_TASK BRIEF_
Return every one of the following rows word for word, leaving out the pictures.

_GIVEN ENTRIES_
# # #

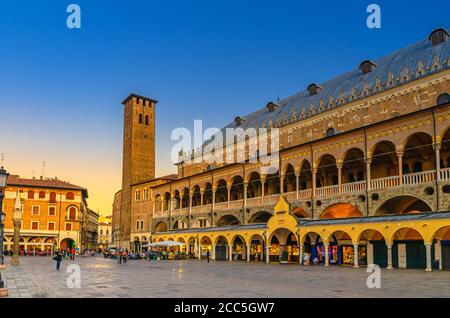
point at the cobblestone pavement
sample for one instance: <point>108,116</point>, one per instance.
<point>37,277</point>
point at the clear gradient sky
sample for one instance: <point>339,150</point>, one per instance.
<point>61,89</point>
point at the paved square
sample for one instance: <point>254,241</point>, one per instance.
<point>100,277</point>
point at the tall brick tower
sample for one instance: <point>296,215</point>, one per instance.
<point>138,162</point>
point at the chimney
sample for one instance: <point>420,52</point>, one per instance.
<point>367,66</point>
<point>438,36</point>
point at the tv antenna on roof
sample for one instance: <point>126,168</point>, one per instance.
<point>43,169</point>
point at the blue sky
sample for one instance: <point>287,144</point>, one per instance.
<point>212,60</point>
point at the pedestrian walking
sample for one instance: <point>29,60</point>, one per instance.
<point>58,259</point>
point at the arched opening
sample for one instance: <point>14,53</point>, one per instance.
<point>442,247</point>
<point>207,195</point>
<point>289,179</point>
<point>341,211</point>
<point>419,154</point>
<point>445,153</point>
<point>283,246</point>
<point>185,198</point>
<point>272,184</point>
<point>67,243</point>
<point>305,178</point>
<point>384,161</point>
<point>221,191</point>
<point>257,248</point>
<point>158,203</point>
<point>176,200</point>
<point>166,201</point>
<point>313,249</point>
<point>254,185</point>
<point>196,196</point>
<point>221,252</point>
<point>239,248</point>
<point>376,248</point>
<point>403,205</point>
<point>237,188</point>
<point>408,250</point>
<point>192,247</point>
<point>299,213</point>
<point>353,167</point>
<point>228,220</point>
<point>327,173</point>
<point>260,217</point>
<point>161,227</point>
<point>341,250</point>
<point>206,246</point>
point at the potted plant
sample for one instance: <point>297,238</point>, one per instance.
<point>284,257</point>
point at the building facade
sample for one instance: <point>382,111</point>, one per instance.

# # #

_CORRECT OUTPUT_
point at the cobblestone pavement
sample for one instance: <point>108,116</point>, one per instance.
<point>37,277</point>
point at the clear gradient sky
sample for one instance: <point>339,150</point>, one per instance.
<point>61,89</point>
point at the paved square
sample for one instance: <point>254,241</point>, one per instance.
<point>100,277</point>
point at the tall brick tower
sample for one instance: <point>296,215</point>, one per instance.
<point>138,162</point>
point at the chimney
sample for one instance: <point>420,52</point>, one per instance.
<point>367,66</point>
<point>438,36</point>
point at the tv antenna on roof
sample for one instance: <point>126,168</point>, one per instance.
<point>43,169</point>
point at the blue sky
sample for one instance: <point>287,144</point>, one per instance.
<point>212,60</point>
point at the pedestrian walking
sample for one instance: <point>29,60</point>, one per instance.
<point>58,259</point>
point at the arched opening
sample for one instance: <point>14,53</point>, one per instance.
<point>442,247</point>
<point>207,195</point>
<point>289,179</point>
<point>341,211</point>
<point>419,154</point>
<point>445,153</point>
<point>283,246</point>
<point>185,198</point>
<point>272,184</point>
<point>67,243</point>
<point>305,178</point>
<point>384,161</point>
<point>221,191</point>
<point>257,248</point>
<point>158,203</point>
<point>176,200</point>
<point>166,201</point>
<point>313,249</point>
<point>254,185</point>
<point>196,196</point>
<point>221,252</point>
<point>239,248</point>
<point>376,248</point>
<point>403,205</point>
<point>237,188</point>
<point>408,250</point>
<point>192,247</point>
<point>299,213</point>
<point>353,167</point>
<point>228,220</point>
<point>327,173</point>
<point>260,217</point>
<point>161,227</point>
<point>341,250</point>
<point>206,246</point>
point at the potted plant
sample for one instance: <point>297,238</point>, one per instance.
<point>284,257</point>
point at the building facade
sample for one instance: <point>382,111</point>, one per instance.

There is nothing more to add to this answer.